Coordenador do Centro Comboni África/Afrodiáspora, Verona, Itália

 

A população negra das Américas passa de 140 milhões de pessoas. Não é homogênea, porém. Um jovem negro dos EUA tem consideráveis diferenças culturais, se comparado com um coetâneo seu de Salvador, Bahia, no Brasil, ou de Assunção no Paraguai, ou ainda do Valle Del Chota, na Cordilheira dos Andes, no Equador. Diversos são os grupos afro-americanos espalhados pelo Continente. É o mundo negro das Américas, que teve de defrontar-se com o dos índios e dos europeus. As mútuas influências originaram novas culturas, ou, como diria Manuel Zapata Olivella, a “mestiçagem cultural triétnica”. Conforme as regiões e os diferentes processos históricos, prevalece uma ou outra, mas, geralmente, existe a presença simultânea das várias raízes.
■ ■ ■ ■ ■ ■ ■
> **Tarefa proposta a**
Expresse como lista numerada, sem as linhas em branco, as linhas dos registros que vão da linha com "the pebble bed" até a linha com "x=134, y=23", inclusive.

(Entradas salvas)
■ ■ ■ ■ ■ ■ ■
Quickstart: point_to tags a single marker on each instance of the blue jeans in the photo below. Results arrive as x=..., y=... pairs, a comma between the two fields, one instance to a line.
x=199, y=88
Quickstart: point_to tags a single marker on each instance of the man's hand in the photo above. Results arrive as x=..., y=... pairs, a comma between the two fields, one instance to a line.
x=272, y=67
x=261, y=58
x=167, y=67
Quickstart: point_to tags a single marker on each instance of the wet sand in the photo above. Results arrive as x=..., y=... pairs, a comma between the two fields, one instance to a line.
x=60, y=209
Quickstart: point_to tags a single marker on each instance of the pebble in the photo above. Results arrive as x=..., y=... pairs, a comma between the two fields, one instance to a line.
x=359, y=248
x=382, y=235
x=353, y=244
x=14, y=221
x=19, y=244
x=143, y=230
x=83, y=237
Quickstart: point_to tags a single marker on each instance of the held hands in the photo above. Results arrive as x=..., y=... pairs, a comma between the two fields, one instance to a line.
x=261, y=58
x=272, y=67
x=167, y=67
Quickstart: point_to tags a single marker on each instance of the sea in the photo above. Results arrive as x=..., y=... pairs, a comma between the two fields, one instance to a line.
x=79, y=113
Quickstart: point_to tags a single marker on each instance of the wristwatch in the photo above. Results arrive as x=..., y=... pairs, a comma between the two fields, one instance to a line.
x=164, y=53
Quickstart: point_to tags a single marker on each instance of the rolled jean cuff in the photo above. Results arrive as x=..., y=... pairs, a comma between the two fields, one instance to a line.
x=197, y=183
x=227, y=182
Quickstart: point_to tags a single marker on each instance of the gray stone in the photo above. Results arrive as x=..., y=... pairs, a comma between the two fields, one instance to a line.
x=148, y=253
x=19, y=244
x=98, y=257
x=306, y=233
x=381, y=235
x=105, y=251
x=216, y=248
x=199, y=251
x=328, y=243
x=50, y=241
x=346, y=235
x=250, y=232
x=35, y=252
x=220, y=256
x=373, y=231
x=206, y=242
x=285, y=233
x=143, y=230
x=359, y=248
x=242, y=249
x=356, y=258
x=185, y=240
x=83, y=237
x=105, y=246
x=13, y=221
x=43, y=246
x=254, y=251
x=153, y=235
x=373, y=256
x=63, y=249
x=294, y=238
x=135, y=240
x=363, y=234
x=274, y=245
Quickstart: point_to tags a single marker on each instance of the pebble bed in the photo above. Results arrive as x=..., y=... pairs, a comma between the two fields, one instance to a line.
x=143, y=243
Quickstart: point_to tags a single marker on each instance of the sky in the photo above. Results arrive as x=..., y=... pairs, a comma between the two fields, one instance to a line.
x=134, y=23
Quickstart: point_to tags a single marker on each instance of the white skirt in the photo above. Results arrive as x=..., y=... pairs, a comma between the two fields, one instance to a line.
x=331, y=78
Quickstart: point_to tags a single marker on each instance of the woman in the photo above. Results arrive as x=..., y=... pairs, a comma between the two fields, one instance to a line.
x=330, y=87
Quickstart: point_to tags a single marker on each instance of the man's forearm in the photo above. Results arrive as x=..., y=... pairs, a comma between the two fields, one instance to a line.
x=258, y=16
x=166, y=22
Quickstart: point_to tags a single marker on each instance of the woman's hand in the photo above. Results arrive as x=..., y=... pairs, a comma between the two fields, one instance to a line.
■ ■ ■ ■ ■ ■ ■
> **Tarefa proposta b**
Cite o texto sobre a população negra das Américas de "Coordenador do Centro" até "das várias raízes.", inclusive.

> **Resultado correto a**
1. Quickstart: point_to tags a single marker on each instance of the pebble bed in the photo above. Results arrive as x=..., y=... pairs, a comma between the two fields, one instance to a line.
2. x=143, y=243
3. Quickstart: point_to tags a single marker on each instance of the sky in the photo above. Results arrive as x=..., y=... pairs, a comma between the two fields, one instance to a line.
4. x=134, y=23

> **Resultado correto b**
Coordenador do Centro Comboni África/Afrodiáspora, Verona, Itália

 

A população negra das Américas passa de 140 milhões de pessoas. Não é homogênea, porém. Um jovem negro dos EUA tem consideráveis diferenças culturais, se comparado com um coetâneo seu de Salvador, Bahia, no Brasil, ou de Assunção no Paraguai, ou ainda do Valle Del Chota, na Cordilheira dos Andes, no Equador. Diversos são os grupos afro-americanos espalhados pelo Continente. É o mundo negro das Américas, que teve de defrontar-se com o dos índios e dos europeus. As mútuas influências originaram novas culturas, ou, como diria Manuel Zapata Olivella, a “mestiçagem cultural triétnica”. Conforme as regiões e os diferentes processos históricos, prevalece uma ou outra, mas, geralmente, existe a presença simultânea das várias raízes.